- **DIRECTION A**: In the records, starting at the line containing "Please indicate the skylight" and ending at the end of the records, swap "innermost" for "central" and give those lines back with everything else unchanged.
# Start of TEXT PASSAGE
Skip to main content
StealthyFetcher provides advanced anti-bot bypass capabilities using a stealth-patched Chromium browser. It can automatically solve Cloudflare Turnstile challenges and bypass most online bot detection systems.

Basic Usage

One-Off Requests

from scrapling.fetchers import StealthyFetcher

# Simple stealth fetch
page = StealthyFetcher.fetch(
    'https://nopecha.com/demo/cloudflare',
    headless=True
)
data = page.css('#padded_content a').getall()

# With Cloudflare bypass
page = StealthyFetcher.fetch(
    'https://protected-site.com',
    headless=True,
    solve_cloudflare=True,
    network_idle=True
)

With StealthySession

For multiple requests, use StealthySession to keep the browser open:
from scrapling.fetchers import StealthySession

with StealthySession(headless=True, solve_cloudflare=True) as session:
    # First request
    page1 = session.fetch('https://protected-site.com/page1')
    
    # Second request (browser stays open, cookies maintained)
    page2 = session.fetch('https://protected-site.com/page2')
    
    # Third request
    page3 = session.fetch('https://protected-site.com/page3')

Key Features

Cloudflare Bypass

Automatically solve Cloudflare Turnstile and Interstitial challenges:
page = StealthyFetcher.fetch(
    'https://nopecha.com/demo/cloudflare',
    headless=True,
    solve_cloudflare=True,  # Enable automatic solving
    timeout=60000           # 60 seconds timeout
)
# End of TEXT PASSAGE
- **DIRECTION B**: According to the StealthyFetcher documentation, what does StealthySession keep open when you make multiple requests?
# Start of AVAILABLE RECORDS
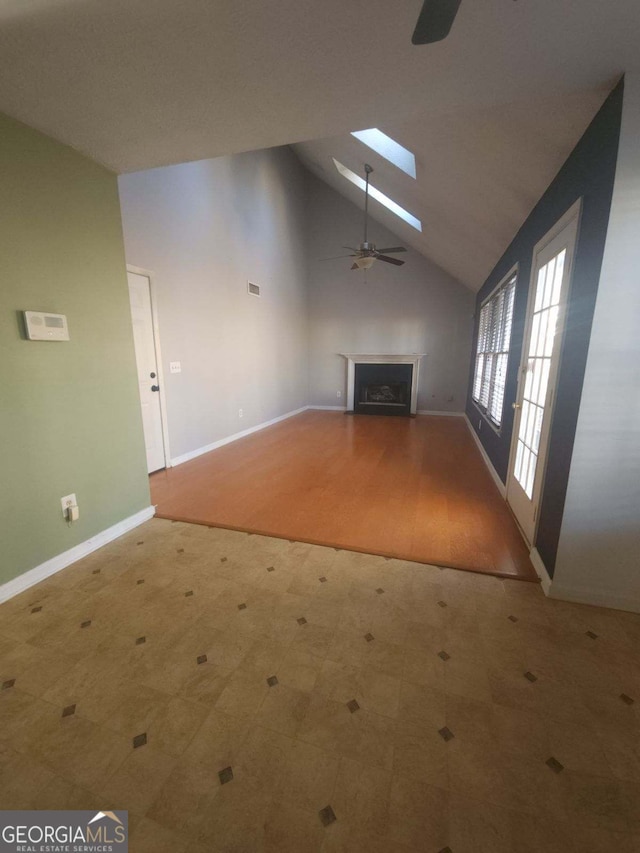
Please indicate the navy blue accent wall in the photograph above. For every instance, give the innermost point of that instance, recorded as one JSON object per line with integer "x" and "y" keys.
{"x": 588, "y": 173}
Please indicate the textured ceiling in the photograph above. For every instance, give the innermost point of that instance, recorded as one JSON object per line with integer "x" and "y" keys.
{"x": 142, "y": 83}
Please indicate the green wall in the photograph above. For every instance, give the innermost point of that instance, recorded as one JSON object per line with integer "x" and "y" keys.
{"x": 69, "y": 412}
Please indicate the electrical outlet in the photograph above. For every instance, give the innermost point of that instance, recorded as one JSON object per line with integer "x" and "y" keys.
{"x": 66, "y": 502}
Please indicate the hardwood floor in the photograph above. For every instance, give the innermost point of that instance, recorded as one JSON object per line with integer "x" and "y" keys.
{"x": 411, "y": 488}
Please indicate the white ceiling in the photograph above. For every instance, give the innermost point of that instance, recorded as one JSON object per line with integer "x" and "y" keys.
{"x": 479, "y": 174}
{"x": 143, "y": 83}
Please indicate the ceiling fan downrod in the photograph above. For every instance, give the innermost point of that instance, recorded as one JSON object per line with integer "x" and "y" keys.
{"x": 367, "y": 169}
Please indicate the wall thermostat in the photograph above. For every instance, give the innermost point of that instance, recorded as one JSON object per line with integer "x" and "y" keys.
{"x": 46, "y": 327}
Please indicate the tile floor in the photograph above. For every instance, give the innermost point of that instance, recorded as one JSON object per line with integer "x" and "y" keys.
{"x": 240, "y": 693}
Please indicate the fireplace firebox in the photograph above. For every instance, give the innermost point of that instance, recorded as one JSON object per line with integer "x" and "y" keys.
{"x": 382, "y": 389}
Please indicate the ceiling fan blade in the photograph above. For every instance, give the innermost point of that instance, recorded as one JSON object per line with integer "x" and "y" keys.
{"x": 335, "y": 257}
{"x": 435, "y": 21}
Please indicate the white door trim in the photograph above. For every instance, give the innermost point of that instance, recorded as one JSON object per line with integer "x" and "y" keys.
{"x": 571, "y": 216}
{"x": 156, "y": 342}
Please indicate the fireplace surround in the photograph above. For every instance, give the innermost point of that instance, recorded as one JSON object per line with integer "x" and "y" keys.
{"x": 383, "y": 383}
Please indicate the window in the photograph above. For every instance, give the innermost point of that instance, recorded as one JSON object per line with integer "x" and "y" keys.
{"x": 388, "y": 148}
{"x": 492, "y": 353}
{"x": 379, "y": 196}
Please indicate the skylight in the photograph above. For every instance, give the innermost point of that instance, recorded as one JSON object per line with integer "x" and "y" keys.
{"x": 381, "y": 197}
{"x": 388, "y": 148}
# End of AVAILABLE RECORDS
- **CORRECT RESPONSE A**:
Please indicate the skylight in the photograph above. For every instance, give the central point of that instance, recorded as one JSON object per line with integer "x" and "y" keys.
{"x": 381, "y": 197}
{"x": 388, "y": 148}

- **CORRECT RESPONSE B**: It keeps the browser open.